#### [Request]
In the listing below, reproduce the part that opens with the line containing "Guideline: one keypoint per instance of the distant" and closes with the line containing "[(105, 377)]", both lines included and the request kept as it stands. Multiply each point coordinate in the answer by 1.5 and round to whole numbers, with halves rounding up.

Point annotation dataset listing
'''
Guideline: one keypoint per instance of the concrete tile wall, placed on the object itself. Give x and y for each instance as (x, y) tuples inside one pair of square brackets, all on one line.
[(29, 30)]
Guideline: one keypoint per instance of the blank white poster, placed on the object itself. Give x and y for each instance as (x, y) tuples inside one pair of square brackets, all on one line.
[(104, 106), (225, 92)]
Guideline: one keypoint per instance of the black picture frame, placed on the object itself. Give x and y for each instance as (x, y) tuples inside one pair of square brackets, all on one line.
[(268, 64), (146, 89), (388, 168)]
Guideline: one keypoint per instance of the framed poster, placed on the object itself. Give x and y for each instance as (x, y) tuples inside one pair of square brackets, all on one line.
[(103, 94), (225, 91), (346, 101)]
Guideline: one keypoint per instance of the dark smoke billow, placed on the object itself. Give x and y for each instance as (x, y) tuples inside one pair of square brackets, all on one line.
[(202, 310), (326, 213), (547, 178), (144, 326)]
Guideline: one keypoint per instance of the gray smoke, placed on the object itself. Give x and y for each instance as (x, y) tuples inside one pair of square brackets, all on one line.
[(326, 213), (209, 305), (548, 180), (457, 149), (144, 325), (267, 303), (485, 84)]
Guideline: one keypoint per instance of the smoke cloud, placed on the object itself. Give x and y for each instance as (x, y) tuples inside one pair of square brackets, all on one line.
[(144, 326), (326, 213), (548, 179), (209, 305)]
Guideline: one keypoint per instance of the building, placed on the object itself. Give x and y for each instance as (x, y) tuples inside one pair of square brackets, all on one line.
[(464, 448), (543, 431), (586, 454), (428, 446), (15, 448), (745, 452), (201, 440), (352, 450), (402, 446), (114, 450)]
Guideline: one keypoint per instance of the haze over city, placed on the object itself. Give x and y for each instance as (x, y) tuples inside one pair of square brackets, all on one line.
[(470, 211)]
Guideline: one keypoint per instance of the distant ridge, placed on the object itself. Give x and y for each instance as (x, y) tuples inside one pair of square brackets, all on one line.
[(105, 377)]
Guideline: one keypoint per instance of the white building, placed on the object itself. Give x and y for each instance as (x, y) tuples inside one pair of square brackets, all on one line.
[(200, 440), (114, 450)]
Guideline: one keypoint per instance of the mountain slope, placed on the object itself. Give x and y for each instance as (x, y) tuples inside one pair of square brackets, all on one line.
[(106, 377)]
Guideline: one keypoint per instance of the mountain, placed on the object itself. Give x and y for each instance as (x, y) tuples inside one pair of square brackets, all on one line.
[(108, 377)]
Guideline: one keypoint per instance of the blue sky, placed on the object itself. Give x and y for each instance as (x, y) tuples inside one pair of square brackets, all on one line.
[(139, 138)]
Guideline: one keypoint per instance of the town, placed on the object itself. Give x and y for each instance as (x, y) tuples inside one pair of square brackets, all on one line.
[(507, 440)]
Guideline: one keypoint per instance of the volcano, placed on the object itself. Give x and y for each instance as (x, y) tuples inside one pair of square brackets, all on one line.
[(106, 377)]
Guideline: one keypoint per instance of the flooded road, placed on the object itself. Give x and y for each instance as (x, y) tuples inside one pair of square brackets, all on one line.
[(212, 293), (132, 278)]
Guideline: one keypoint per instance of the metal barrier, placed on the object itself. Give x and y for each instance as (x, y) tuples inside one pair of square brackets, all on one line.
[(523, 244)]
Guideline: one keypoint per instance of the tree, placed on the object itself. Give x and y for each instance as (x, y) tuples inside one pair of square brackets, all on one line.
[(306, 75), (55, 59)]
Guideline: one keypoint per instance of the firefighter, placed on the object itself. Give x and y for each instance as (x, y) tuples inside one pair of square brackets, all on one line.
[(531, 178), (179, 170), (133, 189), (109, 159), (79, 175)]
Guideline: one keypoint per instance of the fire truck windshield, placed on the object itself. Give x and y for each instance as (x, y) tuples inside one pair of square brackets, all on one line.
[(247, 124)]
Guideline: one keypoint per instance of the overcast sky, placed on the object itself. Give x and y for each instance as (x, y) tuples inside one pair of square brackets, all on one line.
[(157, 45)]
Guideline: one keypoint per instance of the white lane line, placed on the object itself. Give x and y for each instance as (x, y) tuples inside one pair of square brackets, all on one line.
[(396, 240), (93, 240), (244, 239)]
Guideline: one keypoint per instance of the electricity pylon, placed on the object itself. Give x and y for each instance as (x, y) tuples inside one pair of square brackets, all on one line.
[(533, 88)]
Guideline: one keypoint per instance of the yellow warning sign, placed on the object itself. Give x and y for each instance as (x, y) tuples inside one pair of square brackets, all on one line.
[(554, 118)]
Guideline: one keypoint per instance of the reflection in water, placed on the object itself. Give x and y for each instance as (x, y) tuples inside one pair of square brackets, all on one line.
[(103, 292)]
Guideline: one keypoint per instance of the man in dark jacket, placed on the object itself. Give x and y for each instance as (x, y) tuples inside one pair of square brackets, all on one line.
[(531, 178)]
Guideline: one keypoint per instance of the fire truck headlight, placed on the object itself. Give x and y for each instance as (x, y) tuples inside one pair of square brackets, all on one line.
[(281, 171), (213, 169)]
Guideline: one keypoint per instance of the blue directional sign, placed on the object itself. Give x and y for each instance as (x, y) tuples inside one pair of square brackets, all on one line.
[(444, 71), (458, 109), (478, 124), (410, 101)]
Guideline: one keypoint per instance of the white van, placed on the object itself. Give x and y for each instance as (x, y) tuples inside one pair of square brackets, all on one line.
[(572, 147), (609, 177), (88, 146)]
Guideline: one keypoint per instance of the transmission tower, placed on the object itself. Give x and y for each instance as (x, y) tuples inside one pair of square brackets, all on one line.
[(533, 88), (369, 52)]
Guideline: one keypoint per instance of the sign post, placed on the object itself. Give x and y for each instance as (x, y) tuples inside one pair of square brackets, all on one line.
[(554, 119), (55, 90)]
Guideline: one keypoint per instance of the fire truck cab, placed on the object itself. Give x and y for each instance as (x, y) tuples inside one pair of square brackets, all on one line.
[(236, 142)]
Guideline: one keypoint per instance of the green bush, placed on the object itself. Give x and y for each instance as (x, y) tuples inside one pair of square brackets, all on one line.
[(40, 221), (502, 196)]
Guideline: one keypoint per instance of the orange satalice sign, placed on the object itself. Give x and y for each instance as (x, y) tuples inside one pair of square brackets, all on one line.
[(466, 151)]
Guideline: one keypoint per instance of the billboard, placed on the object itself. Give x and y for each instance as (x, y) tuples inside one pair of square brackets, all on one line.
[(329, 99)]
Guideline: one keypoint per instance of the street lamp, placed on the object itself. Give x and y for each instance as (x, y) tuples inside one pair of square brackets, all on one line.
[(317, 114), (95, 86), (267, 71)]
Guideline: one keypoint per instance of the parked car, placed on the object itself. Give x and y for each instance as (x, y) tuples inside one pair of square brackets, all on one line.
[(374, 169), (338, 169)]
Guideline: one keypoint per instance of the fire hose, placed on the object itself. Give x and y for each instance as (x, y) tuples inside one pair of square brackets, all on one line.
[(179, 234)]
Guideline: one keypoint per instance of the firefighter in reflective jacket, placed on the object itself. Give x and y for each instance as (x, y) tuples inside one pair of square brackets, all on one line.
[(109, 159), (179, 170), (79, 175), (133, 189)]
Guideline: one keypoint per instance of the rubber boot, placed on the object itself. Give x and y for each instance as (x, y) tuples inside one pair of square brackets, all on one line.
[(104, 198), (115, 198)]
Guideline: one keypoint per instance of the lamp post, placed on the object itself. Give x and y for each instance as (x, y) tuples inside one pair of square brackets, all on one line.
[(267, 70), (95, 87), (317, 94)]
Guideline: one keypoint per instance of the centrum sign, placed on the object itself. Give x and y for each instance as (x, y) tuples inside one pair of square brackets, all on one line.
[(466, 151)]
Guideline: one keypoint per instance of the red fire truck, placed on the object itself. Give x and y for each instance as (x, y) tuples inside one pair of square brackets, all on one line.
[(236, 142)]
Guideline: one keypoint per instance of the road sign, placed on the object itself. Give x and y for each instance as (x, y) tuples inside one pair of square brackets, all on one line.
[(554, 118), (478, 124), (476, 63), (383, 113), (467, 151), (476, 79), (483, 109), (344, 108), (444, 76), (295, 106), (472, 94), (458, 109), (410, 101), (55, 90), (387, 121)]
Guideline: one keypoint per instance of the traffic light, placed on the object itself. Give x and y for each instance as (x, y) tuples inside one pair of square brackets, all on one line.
'''
#### [Written reply]
Guideline: one keypoint per instance of the distant ridge, placed on the object itself. Give x and y for each instance as (x, y) tuples inside one pair of square brackets, all on one line.
[(158, 566)]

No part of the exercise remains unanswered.